## Task to carry out:
In the data below, find the line containing "form: [223, 286]."; reproduce that line and all subsequent lines exactly, and nothing else.

□ □ □ □ □ □ □

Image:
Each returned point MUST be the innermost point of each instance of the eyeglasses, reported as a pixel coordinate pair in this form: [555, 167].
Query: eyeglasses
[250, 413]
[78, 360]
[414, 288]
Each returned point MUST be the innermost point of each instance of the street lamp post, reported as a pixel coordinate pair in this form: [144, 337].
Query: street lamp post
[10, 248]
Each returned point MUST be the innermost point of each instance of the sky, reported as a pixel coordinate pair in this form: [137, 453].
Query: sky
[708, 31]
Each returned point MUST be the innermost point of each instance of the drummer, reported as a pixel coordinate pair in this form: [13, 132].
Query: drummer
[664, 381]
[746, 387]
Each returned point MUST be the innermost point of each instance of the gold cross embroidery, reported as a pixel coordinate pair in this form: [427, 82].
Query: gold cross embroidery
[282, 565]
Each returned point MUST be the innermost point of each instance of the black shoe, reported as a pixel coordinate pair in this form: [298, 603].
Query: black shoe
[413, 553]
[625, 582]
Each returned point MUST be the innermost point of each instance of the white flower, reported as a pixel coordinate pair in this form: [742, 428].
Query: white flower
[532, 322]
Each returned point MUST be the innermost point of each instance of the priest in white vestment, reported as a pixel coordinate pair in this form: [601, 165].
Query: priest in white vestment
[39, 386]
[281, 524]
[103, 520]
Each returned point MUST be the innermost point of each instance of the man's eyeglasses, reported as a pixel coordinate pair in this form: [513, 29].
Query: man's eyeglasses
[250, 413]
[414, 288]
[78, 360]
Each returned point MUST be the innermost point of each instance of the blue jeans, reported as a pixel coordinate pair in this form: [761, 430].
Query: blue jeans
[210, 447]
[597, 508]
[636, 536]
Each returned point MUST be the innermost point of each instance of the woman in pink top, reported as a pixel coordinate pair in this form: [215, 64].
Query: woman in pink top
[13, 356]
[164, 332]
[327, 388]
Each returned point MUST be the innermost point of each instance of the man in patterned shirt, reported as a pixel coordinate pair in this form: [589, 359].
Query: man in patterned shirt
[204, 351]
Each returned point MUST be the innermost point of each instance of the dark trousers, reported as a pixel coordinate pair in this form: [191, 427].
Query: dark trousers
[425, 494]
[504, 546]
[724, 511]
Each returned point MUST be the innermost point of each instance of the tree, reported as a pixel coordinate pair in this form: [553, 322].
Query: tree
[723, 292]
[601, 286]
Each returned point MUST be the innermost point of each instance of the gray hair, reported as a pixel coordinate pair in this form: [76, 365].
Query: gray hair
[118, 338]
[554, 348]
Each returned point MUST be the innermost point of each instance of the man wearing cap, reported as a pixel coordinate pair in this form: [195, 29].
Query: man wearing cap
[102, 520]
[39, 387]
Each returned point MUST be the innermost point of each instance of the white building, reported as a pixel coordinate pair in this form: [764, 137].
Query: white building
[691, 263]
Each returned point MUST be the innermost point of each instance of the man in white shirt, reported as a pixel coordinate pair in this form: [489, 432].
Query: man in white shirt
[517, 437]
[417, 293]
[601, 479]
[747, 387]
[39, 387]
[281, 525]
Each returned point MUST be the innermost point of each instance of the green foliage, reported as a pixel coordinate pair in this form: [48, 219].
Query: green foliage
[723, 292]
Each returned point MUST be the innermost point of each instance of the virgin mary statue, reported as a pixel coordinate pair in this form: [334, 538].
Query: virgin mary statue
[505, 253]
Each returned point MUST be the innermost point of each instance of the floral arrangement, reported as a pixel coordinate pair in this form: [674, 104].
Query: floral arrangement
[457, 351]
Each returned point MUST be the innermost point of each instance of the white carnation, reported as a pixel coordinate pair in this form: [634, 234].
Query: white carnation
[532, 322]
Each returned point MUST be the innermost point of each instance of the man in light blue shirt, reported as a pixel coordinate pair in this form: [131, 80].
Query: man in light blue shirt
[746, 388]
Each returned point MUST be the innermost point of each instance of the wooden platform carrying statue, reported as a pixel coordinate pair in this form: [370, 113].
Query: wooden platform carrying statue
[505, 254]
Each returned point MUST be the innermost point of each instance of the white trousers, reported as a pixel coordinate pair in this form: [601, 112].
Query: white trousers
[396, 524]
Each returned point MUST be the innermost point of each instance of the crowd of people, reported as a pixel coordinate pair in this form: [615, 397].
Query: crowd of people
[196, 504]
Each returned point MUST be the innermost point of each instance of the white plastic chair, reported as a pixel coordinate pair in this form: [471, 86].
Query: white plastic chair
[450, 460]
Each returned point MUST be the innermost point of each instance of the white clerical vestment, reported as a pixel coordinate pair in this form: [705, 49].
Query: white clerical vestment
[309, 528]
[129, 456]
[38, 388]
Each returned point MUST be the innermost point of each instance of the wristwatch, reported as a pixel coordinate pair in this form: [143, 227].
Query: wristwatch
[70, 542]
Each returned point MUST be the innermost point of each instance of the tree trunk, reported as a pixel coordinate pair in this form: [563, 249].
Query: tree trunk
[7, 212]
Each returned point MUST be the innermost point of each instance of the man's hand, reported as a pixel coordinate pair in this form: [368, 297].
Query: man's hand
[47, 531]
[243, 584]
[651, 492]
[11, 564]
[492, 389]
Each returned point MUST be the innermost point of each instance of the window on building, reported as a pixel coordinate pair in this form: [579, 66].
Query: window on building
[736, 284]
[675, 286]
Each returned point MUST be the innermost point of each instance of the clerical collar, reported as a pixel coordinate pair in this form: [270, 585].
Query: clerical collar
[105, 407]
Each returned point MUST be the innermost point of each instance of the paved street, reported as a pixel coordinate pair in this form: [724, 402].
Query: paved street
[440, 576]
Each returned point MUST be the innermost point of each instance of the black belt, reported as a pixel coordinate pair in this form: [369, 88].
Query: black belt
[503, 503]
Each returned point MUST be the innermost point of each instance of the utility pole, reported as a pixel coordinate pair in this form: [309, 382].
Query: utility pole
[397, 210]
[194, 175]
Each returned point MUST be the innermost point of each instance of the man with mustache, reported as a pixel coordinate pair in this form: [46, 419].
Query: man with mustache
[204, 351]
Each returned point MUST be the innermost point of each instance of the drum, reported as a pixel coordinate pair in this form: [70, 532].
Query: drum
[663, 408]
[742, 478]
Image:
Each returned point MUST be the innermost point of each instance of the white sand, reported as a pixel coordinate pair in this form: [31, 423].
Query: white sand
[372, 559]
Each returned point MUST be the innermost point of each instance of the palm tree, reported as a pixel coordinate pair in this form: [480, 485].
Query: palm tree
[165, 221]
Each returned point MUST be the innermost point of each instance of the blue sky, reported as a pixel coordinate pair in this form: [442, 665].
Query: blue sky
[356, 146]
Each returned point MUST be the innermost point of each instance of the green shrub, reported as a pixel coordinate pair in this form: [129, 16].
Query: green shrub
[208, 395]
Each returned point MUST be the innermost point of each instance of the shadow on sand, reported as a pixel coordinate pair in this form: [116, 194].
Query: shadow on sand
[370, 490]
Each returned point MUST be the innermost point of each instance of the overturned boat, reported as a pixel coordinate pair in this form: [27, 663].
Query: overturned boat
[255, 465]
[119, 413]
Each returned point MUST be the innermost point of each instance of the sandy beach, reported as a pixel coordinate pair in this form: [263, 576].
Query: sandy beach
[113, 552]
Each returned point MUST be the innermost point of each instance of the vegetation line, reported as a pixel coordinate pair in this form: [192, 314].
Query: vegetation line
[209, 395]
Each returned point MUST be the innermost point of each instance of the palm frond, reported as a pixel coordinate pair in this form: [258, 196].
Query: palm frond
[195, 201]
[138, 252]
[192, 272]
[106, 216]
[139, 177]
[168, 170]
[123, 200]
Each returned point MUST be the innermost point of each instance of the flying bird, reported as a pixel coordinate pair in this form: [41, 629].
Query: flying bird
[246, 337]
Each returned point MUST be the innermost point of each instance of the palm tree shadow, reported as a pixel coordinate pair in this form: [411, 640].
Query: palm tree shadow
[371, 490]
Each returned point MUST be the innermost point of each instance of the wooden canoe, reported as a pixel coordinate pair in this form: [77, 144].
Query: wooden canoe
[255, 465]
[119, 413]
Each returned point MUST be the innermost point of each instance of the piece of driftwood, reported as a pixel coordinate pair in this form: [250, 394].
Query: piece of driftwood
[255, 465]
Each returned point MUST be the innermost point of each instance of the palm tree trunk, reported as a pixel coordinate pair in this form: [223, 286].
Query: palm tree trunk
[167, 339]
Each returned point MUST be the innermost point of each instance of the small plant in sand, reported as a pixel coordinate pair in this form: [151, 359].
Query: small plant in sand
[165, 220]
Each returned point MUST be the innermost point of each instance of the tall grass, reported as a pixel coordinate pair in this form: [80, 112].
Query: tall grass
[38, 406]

□ □ □ □ □ □ □

## Solution to the problem:
Each returned point MUST be the innermost point of each instance of the palm tree trunk, reported as a pixel coordinate pair in this form: [223, 286].
Query: palm tree trunk
[167, 339]
Each returned point MUST be the innermost point of each instance of the small plant in sand, reported as a pixel coordinate pair in this form: [151, 359].
Query: small plant in sand
[165, 220]
Each returned point MUST be the innermost point of each instance of the tall grass, reported as a pixel coordinate pair in this form: [80, 112].
Query: tall grass
[38, 406]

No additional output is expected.